◆ Directions
Ignoring every picture, transcribe the data in full as it stands.

_ _ _ _ _

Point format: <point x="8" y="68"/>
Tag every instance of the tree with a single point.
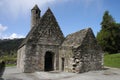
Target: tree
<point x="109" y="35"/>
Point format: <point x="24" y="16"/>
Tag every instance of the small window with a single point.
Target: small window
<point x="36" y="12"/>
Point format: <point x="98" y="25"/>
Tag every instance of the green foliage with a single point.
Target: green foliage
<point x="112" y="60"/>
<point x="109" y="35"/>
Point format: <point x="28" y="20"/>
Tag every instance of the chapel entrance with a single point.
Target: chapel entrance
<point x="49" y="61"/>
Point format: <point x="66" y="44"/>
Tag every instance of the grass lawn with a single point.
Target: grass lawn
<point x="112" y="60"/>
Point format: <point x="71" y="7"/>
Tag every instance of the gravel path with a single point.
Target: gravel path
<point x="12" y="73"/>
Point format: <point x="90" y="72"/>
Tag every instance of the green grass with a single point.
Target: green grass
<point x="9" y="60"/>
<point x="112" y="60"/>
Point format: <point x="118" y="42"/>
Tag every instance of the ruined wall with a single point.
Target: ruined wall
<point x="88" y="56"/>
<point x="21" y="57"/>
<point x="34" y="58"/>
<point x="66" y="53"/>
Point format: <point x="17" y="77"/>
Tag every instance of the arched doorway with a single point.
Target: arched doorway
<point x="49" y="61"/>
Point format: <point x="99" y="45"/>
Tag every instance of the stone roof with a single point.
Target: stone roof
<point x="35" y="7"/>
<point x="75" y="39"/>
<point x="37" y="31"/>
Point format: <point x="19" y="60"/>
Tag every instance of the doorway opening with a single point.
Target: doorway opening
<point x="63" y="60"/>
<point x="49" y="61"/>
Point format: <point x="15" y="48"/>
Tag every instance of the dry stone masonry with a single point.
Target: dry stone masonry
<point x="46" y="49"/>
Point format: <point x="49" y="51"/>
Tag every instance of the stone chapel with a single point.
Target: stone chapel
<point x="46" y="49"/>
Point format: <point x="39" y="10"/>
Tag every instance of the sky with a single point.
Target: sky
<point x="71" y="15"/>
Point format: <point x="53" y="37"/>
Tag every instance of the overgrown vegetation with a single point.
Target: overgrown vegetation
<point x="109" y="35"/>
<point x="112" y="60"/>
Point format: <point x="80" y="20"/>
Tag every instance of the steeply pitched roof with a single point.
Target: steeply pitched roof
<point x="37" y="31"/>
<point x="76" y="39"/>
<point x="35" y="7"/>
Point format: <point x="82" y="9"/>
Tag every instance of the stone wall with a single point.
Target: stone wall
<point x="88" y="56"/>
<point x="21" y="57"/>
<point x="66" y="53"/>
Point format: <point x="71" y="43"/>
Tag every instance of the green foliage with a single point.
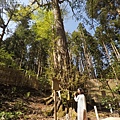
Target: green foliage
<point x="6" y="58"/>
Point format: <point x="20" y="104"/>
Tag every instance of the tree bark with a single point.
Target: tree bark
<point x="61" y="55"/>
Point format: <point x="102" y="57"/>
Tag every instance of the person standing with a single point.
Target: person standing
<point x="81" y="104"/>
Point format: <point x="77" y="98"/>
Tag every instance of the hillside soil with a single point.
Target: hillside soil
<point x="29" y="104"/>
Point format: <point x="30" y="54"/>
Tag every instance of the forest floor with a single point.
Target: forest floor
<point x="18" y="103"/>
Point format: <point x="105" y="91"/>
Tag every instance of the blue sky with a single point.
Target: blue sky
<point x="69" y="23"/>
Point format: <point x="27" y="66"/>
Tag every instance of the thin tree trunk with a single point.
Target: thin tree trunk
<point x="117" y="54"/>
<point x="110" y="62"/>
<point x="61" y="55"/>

_ _ _ _ _

◆ Exercise response
Point format: <point x="8" y="68"/>
Tag every instance of the tree with a single point.
Target: tree
<point x="109" y="35"/>
Point format: <point x="24" y="16"/>
Tag every instance of the small window with a single point.
Target: small window
<point x="36" y="12"/>
Point format: <point x="98" y="25"/>
Tag every instance of the green foliage with a single point.
Target: green foliage
<point x="112" y="60"/>
<point x="109" y="35"/>
Point format: <point x="28" y="20"/>
Tag every instance of the chapel entrance with a single point.
Target: chapel entrance
<point x="49" y="61"/>
Point format: <point x="66" y="44"/>
Tag every instance of the grass lawn with a single point.
Target: grass lawn
<point x="112" y="60"/>
Point format: <point x="71" y="7"/>
Tag every instance of the gravel path with a single point.
Target: gravel path
<point x="12" y="73"/>
Point format: <point x="90" y="72"/>
Tag every instance of the green grass with a single point.
Target: green grass
<point x="9" y="60"/>
<point x="112" y="60"/>
Point format: <point x="118" y="42"/>
Tag every instance of the ruined wall with a single point.
Target: ruined wall
<point x="88" y="56"/>
<point x="21" y="57"/>
<point x="34" y="58"/>
<point x="66" y="53"/>
Point format: <point x="17" y="77"/>
Tag every instance of the arched doorway with a single point.
Target: arched doorway
<point x="49" y="61"/>
Point format: <point x="99" y="45"/>
Tag every instance of the stone roof with a single point.
Target: stone roof
<point x="35" y="7"/>
<point x="75" y="39"/>
<point x="37" y="31"/>
Point format: <point x="19" y="60"/>
Tag every instance of the doorway opening with a single point.
Target: doorway opening
<point x="63" y="60"/>
<point x="49" y="61"/>
Point format: <point x="15" y="48"/>
Tag every instance of the dry stone masonry with a single point.
Target: dry stone masonry
<point x="46" y="49"/>
Point format: <point x="49" y="51"/>
Tag every instance of the stone chapel with a single point.
Target: stone chapel
<point x="46" y="49"/>
Point format: <point x="39" y="10"/>
Tag every instance of the sky with a single point.
Target: sky
<point x="71" y="15"/>
Point format: <point x="53" y="37"/>
Tag every instance of the overgrown vegetation with a single point.
Target: overgrown vegetation
<point x="109" y="35"/>
<point x="112" y="60"/>
Point format: <point x="80" y="20"/>
Tag every instance of the steeply pitched roof with a single point.
Target: steeply pitched roof
<point x="37" y="31"/>
<point x="76" y="39"/>
<point x="35" y="7"/>
Point format: <point x="82" y="9"/>
Tag every instance of the stone wall with a single point.
Target: stone wall
<point x="88" y="56"/>
<point x="21" y="57"/>
<point x="66" y="53"/>
Point format: <point x="71" y="43"/>
Tag every instance of the green foliage with a single point.
Target: green foliage
<point x="6" y="58"/>
Point format: <point x="20" y="104"/>
Tag every instance of the tree bark with a single point.
Target: tree bark
<point x="61" y="55"/>
Point format: <point x="102" y="57"/>
Tag every instance of the person standing with a single point.
Target: person standing
<point x="81" y="104"/>
Point format: <point x="77" y="98"/>
Tag every instance of the hillside soil with a single point.
Target: hillside soil
<point x="29" y="104"/>
Point format: <point x="30" y="54"/>
Tag every instance of the forest floor with a single point.
Target: forest floor
<point x="18" y="103"/>
Point format: <point x="105" y="91"/>
Tag every instance of the blue sky with a single point.
Target: blue sky
<point x="69" y="23"/>
Point format: <point x="27" y="66"/>
Tag every instance of the thin tree trunk with a single point.
Target: thin tree trunk
<point x="117" y="54"/>
<point x="110" y="62"/>
<point x="61" y="55"/>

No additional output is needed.